■ Texte fourni
---+---

Le Cabinet des estampes du Musée d’art et d’histoire propose une exposition autour de la revue Minotaure, à voir jusqu’au 30 mars.

Article mis en ligne le février 2008
dernière modification le 31 mars 2008

par Laurent CENNAMO

Jusqu’au 30 mars 2008, le Cabinet des estampes du Musée d’art et d’histoire propose une exposition autour de la revue Minotaure créée dans les années 30 par l’éditeur Albert Skira. Plongée dans un univers éclectique et néanmoins cohérent, traitant aussi bien d’art que de
sciences ou de faits divers.

C’est à Paris qu’Albert Skira (1904-1973) crée la revue Minotaure, dont le premier numéro voit le jour en juin 1933. Il offre à ses lecteurs, jusqu’à son interruption au début de la Seconde Guerre mondiale, treize livraisons manifestant à la fois un grand éclectisme dans les sujets abordés et un esprit encyclopédique affirmé. En s’alliant les contributions de Tériade pour l’édition, celles d’artistes et d’écrivains comme Picasso, Breton, Bataille, Masson, Eluard ou encore Crevel, Albert Skira réussit à faire coexister des tendances fort diverses.
La deuxième de couverture du premier numéro annonce une Revue artistique et littéraire, et spécifie en sous-titre : arts plastiques – poésie – musique – architecture – ethnologie – mythologie – spectacle – psychologie – psychiatrie – psychanalyse. Liste qui laisse songeur
aujourd’hui…
L’ambition affichée par Minotaure de couvrir tous ces domaines ne sera cependant que partiellement accomplie, certains champs tels que la musique ou l’ethnologie étant rapidement abandonnés.

Genèse
Albert Skira publie à partir de 1931 des ouvrages de grand luxe : Les Métamorphoses d’Ovide illustrées par Picasso, les Poésies de Mallarmé illustrées par Matisse (1932), Les Chants de Maldoror du comte de Lautréamont par Dalì (1934). Afin d’assurer aux ouvrages une bonne distribution, il imagine une revue qu’il décide de lancer à Paris. Les discussions s’engagent autour du titre à lui donner. Picasso suggère Le Plumeau – clin d’œil au désir de Skira de faire table rase du passé –, mais c’est finalement sous le signe de la mythologie que le périodique est placé.
La paternité du Minotaure n’a jamais été établie avec certitude. Selon Skira, Roger Vitrac en aurait eu l’idée, version contredite par Brassaï, qui l’attribue à Bataille et Masson. Sans doute faut-il d’abord y voir une manifestation de l’atmosphère de travail collectif qui régnait dans le petit bureau de la rue de la Boétie, siège de la rédaction.

Surréalisme
Dès le premier numéro, la revue se place sous le signe du luxe et de la beauté. Chacune des couvertures sera réalisée en couleur par un artiste – Picasso, Roux, Derain, Borès, Duchamp, Mirò, Dalì, Matisse, Magritte, Ernst, Masson, Rivera – et Skira accordera la plus grande attention à la qualité des reproductions ainsi qu’à la mise en page et à la typographie.

---+---

■ Consigne
Reprenez le passage de l'article sur la revue Minotaure situé entre "La paternité du" et "de la rédaction.", bornes comprises, en y substituant "exactitude" à "certitude". Les lignes n'ont aucun lien avec l'article.

---+---

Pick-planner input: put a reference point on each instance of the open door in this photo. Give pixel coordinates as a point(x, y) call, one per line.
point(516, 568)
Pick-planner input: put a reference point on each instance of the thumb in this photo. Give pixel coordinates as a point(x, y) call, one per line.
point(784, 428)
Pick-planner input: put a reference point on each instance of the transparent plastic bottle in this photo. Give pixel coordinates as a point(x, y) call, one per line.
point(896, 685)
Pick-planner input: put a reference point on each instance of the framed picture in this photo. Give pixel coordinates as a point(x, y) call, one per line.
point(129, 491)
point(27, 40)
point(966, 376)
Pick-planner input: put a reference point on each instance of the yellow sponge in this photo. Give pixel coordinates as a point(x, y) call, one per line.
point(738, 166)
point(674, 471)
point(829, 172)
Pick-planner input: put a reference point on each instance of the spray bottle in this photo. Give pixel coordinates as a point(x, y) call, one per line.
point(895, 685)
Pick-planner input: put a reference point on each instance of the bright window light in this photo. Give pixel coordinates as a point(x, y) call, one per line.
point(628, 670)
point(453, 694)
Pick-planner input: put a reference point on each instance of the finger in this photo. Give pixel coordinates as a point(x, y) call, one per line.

---+---

■ Réponse finale
La paternité du Minotaure n’a jamais été établie avec exactitude. Selon Skira, Roger Vitrac en aurait eu l’idée, version contredite par Brassaï, qui l’attribue à Bataille et Masson. Sans doute faut-il d’abord y voir une manifestation de l’atmosphère de travail collectif qui régnait dans le petit bureau de la rue de la Boétie, siège de la rédaction.